[Point labeling data based on photos]
◇ ◇ ◇

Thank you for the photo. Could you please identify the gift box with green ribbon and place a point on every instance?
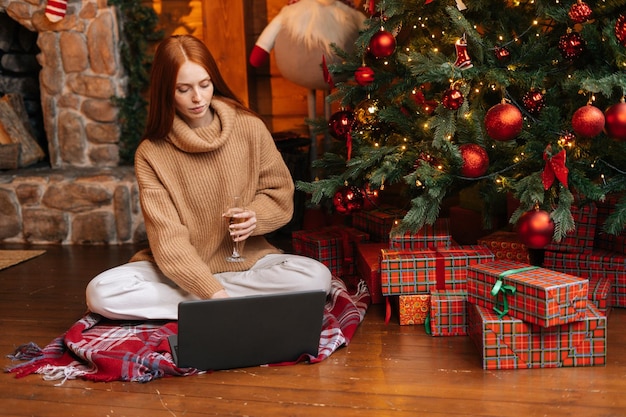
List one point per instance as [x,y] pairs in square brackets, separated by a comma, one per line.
[509,343]
[429,236]
[334,246]
[420,271]
[530,293]
[448,313]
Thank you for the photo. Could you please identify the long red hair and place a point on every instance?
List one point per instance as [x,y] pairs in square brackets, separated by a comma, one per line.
[170,55]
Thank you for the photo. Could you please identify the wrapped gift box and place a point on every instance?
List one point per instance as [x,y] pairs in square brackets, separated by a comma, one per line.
[413,309]
[418,272]
[599,265]
[448,313]
[436,235]
[510,343]
[378,223]
[581,239]
[506,245]
[333,246]
[542,296]
[368,268]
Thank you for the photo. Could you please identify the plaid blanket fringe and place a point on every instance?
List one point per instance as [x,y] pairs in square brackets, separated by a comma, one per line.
[98,349]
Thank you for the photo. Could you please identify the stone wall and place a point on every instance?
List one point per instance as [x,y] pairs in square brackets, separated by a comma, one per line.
[78,206]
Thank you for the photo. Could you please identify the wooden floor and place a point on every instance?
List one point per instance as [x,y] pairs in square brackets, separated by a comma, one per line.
[386,370]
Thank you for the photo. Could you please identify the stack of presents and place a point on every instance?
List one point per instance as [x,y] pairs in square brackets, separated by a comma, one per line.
[518,315]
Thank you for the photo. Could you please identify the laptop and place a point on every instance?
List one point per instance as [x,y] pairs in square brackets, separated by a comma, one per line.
[240,332]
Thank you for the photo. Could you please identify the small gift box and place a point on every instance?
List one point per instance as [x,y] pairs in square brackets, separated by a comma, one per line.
[509,343]
[334,246]
[581,239]
[413,309]
[368,268]
[448,313]
[506,245]
[599,265]
[436,235]
[419,272]
[378,223]
[533,294]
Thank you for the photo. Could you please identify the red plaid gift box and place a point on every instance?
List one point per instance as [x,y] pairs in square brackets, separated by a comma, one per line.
[413,308]
[580,240]
[418,272]
[603,240]
[505,245]
[598,265]
[368,268]
[448,313]
[333,246]
[378,222]
[510,343]
[436,235]
[536,295]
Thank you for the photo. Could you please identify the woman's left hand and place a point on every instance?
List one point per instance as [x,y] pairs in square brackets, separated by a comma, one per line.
[242,231]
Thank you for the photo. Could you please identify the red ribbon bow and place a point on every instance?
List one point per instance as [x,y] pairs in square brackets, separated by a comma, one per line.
[555,168]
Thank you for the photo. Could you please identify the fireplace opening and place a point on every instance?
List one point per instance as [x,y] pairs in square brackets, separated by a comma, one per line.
[19,76]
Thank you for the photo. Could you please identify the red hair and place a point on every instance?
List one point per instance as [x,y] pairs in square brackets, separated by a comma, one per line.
[170,55]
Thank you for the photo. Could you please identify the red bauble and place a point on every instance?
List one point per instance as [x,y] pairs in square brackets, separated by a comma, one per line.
[503,122]
[452,99]
[534,101]
[382,44]
[620,29]
[340,124]
[571,45]
[475,160]
[348,199]
[588,121]
[535,228]
[364,76]
[615,126]
[580,12]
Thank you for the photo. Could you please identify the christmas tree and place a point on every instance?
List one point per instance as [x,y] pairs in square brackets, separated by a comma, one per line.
[520,97]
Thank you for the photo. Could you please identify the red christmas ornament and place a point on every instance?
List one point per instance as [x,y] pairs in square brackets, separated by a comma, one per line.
[571,45]
[620,29]
[503,122]
[382,44]
[452,99]
[535,229]
[502,53]
[615,126]
[364,76]
[580,12]
[534,101]
[348,199]
[475,160]
[588,121]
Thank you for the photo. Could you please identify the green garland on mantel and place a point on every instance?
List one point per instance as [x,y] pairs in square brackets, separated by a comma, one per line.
[138,31]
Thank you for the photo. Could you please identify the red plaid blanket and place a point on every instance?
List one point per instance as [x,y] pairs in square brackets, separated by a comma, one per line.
[104,350]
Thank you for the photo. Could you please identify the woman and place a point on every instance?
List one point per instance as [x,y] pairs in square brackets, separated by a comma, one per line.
[201,147]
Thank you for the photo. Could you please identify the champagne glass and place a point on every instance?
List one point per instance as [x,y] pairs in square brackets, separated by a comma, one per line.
[235,206]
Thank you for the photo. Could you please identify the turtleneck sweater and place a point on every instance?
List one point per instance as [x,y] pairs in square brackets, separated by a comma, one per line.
[185,182]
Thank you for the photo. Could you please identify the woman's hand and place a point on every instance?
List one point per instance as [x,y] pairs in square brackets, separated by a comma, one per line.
[242,231]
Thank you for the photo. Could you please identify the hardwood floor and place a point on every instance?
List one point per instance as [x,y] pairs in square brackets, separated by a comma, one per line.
[386,370]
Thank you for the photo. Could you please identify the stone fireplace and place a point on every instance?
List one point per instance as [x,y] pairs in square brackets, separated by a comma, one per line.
[80,194]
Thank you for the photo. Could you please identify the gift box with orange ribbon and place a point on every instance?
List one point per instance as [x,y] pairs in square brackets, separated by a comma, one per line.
[530,293]
[429,236]
[377,223]
[510,343]
[334,246]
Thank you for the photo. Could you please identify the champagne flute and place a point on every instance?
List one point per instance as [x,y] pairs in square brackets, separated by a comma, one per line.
[235,206]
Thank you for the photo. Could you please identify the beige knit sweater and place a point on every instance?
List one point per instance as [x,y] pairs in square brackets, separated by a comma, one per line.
[184,185]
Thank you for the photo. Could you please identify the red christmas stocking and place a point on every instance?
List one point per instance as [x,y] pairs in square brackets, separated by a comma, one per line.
[55,10]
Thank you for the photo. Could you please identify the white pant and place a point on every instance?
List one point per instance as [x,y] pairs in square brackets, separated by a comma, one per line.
[139,290]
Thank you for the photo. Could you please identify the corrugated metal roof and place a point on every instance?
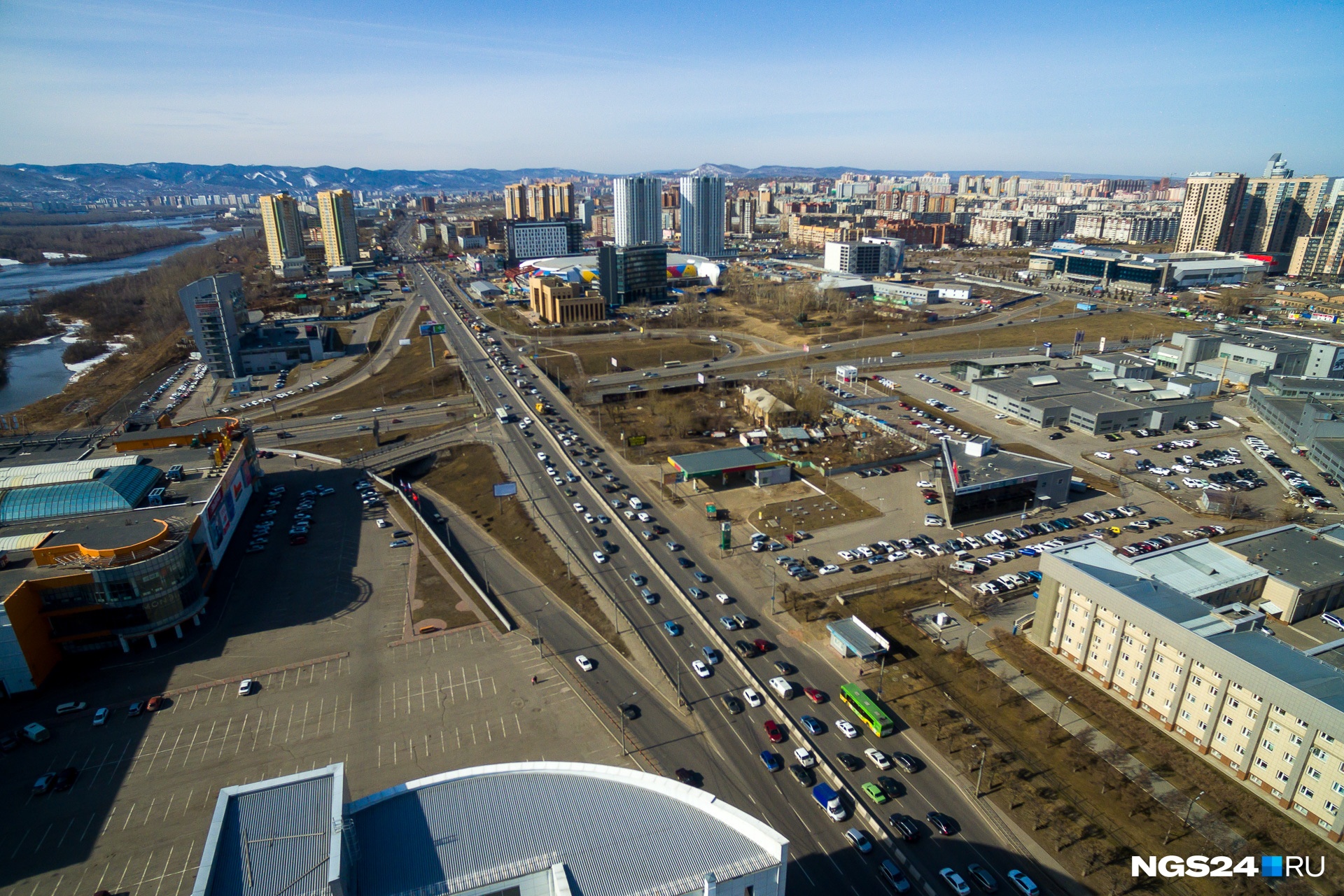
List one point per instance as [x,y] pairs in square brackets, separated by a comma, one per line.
[70,470]
[479,827]
[24,542]
[273,837]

◇ ◇ ◇

• DESCRIPTION OF THE TASK
Could you lay out everything from the line containing "roof and place a point on every instance?" down to the end of the records as a Markdown table with a Row column for the row number and a Line column for the line, skipping blank lines and leaving out the pictures?

• RESPONSE TO THE EXERCISE
| Row | Line |
|---|---|
| 1 | Thank you for the photo. Could you please identify the corrugated metal roof and place a point on every instance? |
| 2 | List one point per instance as [x,y] pairs in square brackets, separated by a comma, one per line. |
| 3 | [70,470] |
| 4 | [479,827] |
| 5 | [24,542] |
| 6 | [273,837] |